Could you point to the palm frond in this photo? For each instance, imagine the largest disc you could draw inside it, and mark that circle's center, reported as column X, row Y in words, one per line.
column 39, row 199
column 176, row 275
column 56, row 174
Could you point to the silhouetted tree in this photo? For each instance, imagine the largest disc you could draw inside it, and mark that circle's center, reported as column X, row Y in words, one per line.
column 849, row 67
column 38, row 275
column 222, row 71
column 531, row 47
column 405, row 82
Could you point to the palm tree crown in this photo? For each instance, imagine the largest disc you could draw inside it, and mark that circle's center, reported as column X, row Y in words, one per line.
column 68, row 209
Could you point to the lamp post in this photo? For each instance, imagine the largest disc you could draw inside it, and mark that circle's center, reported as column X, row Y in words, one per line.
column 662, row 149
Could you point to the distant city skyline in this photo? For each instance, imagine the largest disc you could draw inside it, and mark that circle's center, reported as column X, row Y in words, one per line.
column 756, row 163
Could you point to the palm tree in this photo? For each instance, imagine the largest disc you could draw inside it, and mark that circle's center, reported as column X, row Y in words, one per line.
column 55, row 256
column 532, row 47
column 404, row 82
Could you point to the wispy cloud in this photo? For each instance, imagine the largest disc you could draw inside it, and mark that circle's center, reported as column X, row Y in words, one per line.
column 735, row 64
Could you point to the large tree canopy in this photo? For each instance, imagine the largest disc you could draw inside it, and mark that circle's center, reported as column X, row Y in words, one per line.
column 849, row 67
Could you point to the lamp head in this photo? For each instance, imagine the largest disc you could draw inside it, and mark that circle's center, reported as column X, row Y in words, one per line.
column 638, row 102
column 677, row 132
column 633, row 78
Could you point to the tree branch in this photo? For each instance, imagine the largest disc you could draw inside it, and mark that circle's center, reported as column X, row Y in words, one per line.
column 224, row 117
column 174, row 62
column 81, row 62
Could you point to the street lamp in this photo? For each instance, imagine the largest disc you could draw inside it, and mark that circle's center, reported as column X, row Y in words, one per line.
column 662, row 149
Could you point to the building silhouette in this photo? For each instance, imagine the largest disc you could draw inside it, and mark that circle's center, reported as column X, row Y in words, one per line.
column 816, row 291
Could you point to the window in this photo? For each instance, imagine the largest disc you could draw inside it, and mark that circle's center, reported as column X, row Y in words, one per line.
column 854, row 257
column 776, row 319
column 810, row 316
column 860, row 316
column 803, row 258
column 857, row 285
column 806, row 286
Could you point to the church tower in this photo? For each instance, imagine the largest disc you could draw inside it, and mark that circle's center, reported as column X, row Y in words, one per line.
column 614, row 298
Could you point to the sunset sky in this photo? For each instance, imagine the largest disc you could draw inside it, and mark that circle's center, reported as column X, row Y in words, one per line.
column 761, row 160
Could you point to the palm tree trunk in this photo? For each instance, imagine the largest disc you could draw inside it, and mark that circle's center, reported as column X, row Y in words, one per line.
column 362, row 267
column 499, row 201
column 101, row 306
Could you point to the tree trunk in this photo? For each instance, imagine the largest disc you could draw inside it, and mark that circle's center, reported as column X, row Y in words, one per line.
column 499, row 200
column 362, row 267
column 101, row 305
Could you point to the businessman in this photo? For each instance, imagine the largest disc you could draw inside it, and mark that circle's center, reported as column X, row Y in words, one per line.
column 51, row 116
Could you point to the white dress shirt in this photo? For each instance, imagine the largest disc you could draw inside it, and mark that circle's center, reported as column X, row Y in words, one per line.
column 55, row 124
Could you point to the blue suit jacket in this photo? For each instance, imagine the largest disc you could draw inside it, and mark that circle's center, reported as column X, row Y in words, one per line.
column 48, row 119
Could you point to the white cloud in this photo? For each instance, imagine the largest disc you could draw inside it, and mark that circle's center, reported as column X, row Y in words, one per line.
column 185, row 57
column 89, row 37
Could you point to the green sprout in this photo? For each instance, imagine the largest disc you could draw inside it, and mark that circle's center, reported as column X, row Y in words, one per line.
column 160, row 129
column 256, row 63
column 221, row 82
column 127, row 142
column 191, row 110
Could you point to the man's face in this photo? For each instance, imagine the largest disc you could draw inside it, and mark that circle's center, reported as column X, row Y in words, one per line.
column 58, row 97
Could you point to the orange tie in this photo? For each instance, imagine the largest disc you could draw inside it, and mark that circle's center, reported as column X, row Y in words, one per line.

Your instructions: Please output the stretch of the listing above, from the line containing "Could you point to the white dress" through the line containing "column 55, row 124", as a Markdown table with a "Row" column numbering each line and a "Line text" column holding it. Leave out any blank lines.

Solved problem:
| Row | Line text |
|---|---|
| 1 | Could you point to the white dress shirt in this photo? For each instance, imagine the largest disc you could draw inside it, and mark that circle's center, reported as column X, row Y in words, one per line. |
| 2 | column 55, row 124 |